[Dataset items]
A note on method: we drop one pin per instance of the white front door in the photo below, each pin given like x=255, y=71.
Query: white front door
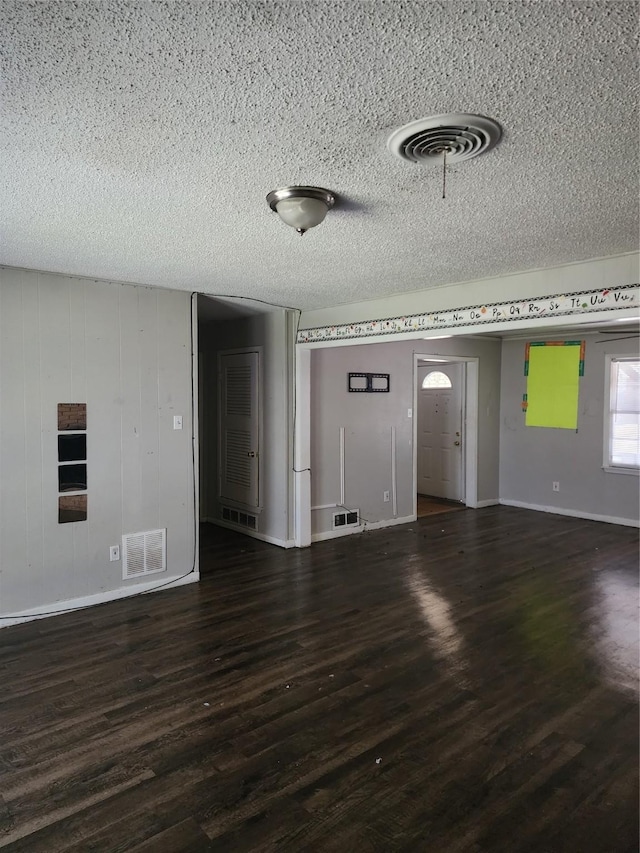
x=239, y=418
x=439, y=429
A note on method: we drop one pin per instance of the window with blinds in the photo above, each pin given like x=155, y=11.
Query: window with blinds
x=622, y=427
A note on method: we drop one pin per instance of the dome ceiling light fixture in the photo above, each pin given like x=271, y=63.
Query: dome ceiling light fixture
x=301, y=207
x=444, y=139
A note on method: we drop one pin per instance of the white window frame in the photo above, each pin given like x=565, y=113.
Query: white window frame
x=609, y=399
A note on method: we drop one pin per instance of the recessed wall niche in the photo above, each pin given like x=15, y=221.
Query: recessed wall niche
x=72, y=464
x=72, y=416
x=72, y=508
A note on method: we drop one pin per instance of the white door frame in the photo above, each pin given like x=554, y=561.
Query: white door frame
x=469, y=421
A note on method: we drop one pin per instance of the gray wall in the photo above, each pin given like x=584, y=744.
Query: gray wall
x=368, y=419
x=273, y=332
x=126, y=352
x=532, y=458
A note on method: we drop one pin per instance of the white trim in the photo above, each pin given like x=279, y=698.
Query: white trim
x=394, y=475
x=609, y=403
x=362, y=528
x=246, y=531
x=302, y=449
x=342, y=468
x=195, y=427
x=72, y=604
x=590, y=516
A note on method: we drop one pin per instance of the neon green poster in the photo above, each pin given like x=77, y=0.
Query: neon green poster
x=553, y=370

* Exercise instructions
Could every line above be set down exactly, with the pictures omitted?

* Solution
A note on method: we drop one pin per instance of the white front door in the photo below, each pin given like x=255, y=71.
Query: white front door
x=239, y=418
x=439, y=429
A note on method: we drop one pin per instance of the window with blinds in the photo above, each pin given like x=155, y=11.
Query: window with blinds
x=622, y=427
A note on method: we drop one pin per instance of the dome ceiling light fixture in the photo above, each pin given like x=271, y=63.
Query: dome ceiling light fixture
x=301, y=207
x=444, y=139
A note on method: we drop one pin per instance of the white window frame in the photo above, each pin given like x=565, y=113.
Query: white window frame
x=609, y=399
A note on method: we drop one pin per instance of the recessed wall niche in the photo above, each pin given like x=15, y=221.
Query: recessed wall niche
x=72, y=464
x=72, y=416
x=72, y=508
A note on method: we drop one pin per instance of the white door frame in the photo above, each pin given like x=554, y=561.
Query: white door frame
x=469, y=421
A note on method: we drop one pin per instance of the gray wall in the photo above, each pin given like x=584, y=744.
Query: gray wall
x=368, y=419
x=273, y=332
x=126, y=352
x=532, y=458
A note on method: we drop one pin per instance of the white trim in the photo above, each pin given like x=279, y=698.
Query: white trim
x=394, y=475
x=609, y=403
x=362, y=528
x=246, y=531
x=302, y=449
x=342, y=468
x=195, y=427
x=72, y=604
x=590, y=516
A note on method: we drop one pin per instance of the neon green poster in the photo above, each pin given like x=77, y=0.
Query: neon green poster
x=553, y=370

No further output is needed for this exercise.